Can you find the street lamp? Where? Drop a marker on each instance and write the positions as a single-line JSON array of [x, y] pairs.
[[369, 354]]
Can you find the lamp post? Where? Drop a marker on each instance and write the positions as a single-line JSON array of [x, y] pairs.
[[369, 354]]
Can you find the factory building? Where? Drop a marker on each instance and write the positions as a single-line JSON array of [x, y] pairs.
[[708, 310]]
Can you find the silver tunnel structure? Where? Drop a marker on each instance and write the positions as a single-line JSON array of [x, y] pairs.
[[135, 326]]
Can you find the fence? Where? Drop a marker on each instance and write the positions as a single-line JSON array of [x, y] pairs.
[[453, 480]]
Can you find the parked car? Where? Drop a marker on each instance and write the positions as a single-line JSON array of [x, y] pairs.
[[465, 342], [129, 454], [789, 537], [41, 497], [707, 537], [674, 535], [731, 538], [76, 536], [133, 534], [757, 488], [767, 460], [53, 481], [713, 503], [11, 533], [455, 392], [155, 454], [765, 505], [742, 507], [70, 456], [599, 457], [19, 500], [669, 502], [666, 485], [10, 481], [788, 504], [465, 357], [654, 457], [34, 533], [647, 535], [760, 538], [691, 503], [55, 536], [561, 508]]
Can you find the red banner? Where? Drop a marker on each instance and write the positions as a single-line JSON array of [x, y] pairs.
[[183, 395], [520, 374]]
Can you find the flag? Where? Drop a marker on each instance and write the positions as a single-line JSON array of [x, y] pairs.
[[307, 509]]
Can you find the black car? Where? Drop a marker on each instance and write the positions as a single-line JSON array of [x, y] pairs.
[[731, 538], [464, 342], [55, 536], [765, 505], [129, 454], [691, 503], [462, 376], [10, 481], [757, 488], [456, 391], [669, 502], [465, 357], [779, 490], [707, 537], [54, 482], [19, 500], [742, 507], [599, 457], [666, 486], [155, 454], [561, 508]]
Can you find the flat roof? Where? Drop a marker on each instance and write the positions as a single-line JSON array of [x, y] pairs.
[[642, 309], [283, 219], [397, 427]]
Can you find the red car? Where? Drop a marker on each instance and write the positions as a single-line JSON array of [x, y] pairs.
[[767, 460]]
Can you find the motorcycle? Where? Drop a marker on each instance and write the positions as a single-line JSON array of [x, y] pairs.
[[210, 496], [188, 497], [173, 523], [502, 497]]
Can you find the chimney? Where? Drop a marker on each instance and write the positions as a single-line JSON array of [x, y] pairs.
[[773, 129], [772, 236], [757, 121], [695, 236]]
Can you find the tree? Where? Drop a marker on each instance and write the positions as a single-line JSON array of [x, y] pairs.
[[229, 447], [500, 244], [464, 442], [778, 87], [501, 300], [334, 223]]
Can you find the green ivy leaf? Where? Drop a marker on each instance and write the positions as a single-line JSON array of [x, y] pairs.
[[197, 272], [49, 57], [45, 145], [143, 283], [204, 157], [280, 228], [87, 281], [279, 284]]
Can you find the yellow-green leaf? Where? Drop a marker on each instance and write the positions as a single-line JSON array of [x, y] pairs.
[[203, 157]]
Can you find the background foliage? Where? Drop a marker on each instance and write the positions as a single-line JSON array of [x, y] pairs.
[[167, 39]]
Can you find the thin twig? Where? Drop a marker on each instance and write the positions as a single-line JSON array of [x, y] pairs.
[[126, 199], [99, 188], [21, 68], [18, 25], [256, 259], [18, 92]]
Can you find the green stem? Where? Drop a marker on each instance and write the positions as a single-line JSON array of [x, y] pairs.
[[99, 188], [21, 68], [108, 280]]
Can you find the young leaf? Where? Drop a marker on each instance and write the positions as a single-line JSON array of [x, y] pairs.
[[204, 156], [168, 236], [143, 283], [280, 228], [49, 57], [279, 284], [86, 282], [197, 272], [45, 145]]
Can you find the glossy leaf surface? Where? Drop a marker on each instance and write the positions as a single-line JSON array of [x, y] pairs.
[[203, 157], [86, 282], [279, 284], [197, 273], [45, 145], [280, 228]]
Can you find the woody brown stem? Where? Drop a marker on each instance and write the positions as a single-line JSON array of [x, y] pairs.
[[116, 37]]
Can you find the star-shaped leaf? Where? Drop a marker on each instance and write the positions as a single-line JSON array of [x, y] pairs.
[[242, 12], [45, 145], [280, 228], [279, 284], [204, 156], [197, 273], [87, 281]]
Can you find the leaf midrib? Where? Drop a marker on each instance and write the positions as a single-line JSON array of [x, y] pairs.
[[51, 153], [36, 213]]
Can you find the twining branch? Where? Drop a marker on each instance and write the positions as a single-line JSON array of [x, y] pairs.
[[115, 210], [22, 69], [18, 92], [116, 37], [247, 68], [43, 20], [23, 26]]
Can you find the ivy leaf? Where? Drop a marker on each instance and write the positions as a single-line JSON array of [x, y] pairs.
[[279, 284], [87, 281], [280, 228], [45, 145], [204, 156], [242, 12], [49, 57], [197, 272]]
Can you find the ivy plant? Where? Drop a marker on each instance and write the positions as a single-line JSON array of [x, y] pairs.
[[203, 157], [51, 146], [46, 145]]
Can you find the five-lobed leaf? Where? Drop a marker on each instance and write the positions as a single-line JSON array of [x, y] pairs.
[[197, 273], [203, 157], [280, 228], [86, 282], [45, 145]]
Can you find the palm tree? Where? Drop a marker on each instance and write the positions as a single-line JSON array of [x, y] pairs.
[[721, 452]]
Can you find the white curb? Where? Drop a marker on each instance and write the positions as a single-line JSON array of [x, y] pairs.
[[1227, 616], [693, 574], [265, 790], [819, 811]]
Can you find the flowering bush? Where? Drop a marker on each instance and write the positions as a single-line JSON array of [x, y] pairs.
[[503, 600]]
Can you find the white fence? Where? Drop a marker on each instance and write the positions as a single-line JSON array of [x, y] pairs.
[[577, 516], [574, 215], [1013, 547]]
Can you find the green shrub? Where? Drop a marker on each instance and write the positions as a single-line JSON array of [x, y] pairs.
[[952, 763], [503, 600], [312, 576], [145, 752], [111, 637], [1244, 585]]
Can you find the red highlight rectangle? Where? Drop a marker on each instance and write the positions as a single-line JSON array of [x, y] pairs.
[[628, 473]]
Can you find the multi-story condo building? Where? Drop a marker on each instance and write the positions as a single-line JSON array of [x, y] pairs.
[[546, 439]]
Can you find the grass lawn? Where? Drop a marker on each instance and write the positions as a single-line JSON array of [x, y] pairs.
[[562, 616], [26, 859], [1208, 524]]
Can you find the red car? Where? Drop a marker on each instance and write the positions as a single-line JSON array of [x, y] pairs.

• • • • • • •

§ **Opdracht**:
Vervang in het stuk van de regel met "Can you find the fence?" tot en met de regel met "536], [561, 508]]" het woord "fence" door "railing" en geef alleen dat stuk terug. Laat verder alles ongewijzigd.

§ **Verwacht antwoord**:
Can you find the railing? Where? Drop a marker on each instance and write the positions as a single-line JSON array of [x, y] pairs.
[[453, 480]]
Can you find the parked car? Where? Drop a marker on each instance and write the positions as a single-line JSON array of [x, y] pairs.
[[465, 342], [129, 454], [789, 537], [41, 497], [707, 537], [674, 535], [731, 538], [76, 536], [133, 534], [757, 488], [767, 460], [53, 481], [713, 503], [11, 533], [455, 392], [155, 454], [765, 505], [742, 507], [70, 456], [599, 457], [19, 500], [669, 502], [666, 485], [10, 481], [788, 504], [465, 357], [654, 457], [34, 533], [647, 535], [760, 538], [691, 503], [55, 536], [561, 508]]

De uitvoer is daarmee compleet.